### Opis zadania
Proszę wiernie przepisać wszystkie poniższe dane, pomijając w odpowiedzi obrazy.

── Dane

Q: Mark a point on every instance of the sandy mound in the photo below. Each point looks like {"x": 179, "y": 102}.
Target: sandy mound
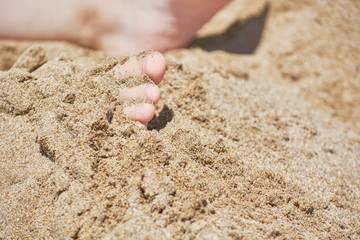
{"x": 259, "y": 140}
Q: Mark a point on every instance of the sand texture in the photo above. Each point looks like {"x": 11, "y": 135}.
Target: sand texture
{"x": 256, "y": 135}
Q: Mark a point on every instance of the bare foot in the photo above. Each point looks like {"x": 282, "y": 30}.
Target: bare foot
{"x": 153, "y": 65}
{"x": 119, "y": 27}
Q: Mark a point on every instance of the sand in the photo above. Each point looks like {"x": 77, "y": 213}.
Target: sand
{"x": 256, "y": 136}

────

### Odpowiedź
Q: Mark a point on every instance of the sandy mound in the photo below. Each point looks like {"x": 179, "y": 102}.
Target: sandy mound
{"x": 259, "y": 140}
Q: Mark a point on every instance of the sand texture in the photo above. Each point looks like {"x": 11, "y": 135}.
Target: sand texture
{"x": 256, "y": 135}
Q: Mark a point on every instance of the bare foot in the photo above. Each point looks like {"x": 282, "y": 30}.
Target: bare foot
{"x": 153, "y": 65}
{"x": 119, "y": 27}
Q: Mark a point on every instance of the sand in the photo above. Each point looks like {"x": 77, "y": 213}.
Target: sand
{"x": 256, "y": 136}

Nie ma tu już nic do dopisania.